▶ [What to work on]: Copy every line of the entries below, adding 88 to each coordinate in the answers and leaving everything else unchanged.

▶ [Record extracts]:
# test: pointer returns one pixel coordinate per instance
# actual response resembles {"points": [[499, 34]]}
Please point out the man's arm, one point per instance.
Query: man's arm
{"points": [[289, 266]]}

▶ [Exercise response]:
# test: pointer returns one pixel coordinate per instance
# actual response resembles {"points": [[499, 34]]}
Please point out the man's arm, one point per instance.
Query: man's arm
{"points": [[377, 354]]}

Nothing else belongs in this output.